Studio album by Michael Learns to Rock
- Released: 21 March 2018
- Recorded: 2016–2018
- Genre: Pop rock, soft rock
- Length: 36:54
- Label: MLTR Music
- Producer: Søren Mikkelsen

Michael Learns to Rock chronology
| 25: The Complete Singles (2014) | Still (2018) | A Life To Remember |

Singles from Still
- "Everything You Need" Released: 2 February 2018; "Hold on a Minute" Released: 22 March 2018; "Hiding Away from Life" Released: 20 June 2018;

= Still (Michael Learns to Rock album) =

Still (stylized in all caps) is the ninth studio album by Danish soft rock band Michael Learns to Rock. It was released digitally on 21 March 2018 and in limited physical copies two weeks later on 4 April 2018.

==Development==
The band had been working on their new record over the course of 2017 and into early 2018. In late January 2018, the band organized a competition over their social media platforms for the title of their upcoming album. Over the course of the week, they released the titles of the songs slated to be released through their new record. On 2 February 2018 the band released a new single titled “Everything You Need”.

_Material provided_
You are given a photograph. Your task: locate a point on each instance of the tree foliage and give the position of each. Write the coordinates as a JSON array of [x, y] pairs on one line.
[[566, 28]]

_Job 1_
From the article on the album Still, list every single released from it.
_Job 2_
According to the article on the album Still, what was the social media competition the band organized in late January 2018 for?

_Exercise answer 1_
"Everything You Need", "Hold on a Minute", and "Hiding Away from Life".

_Exercise answer 2_
The band held the competition on its social media platforms to decide the title of its upcoming album.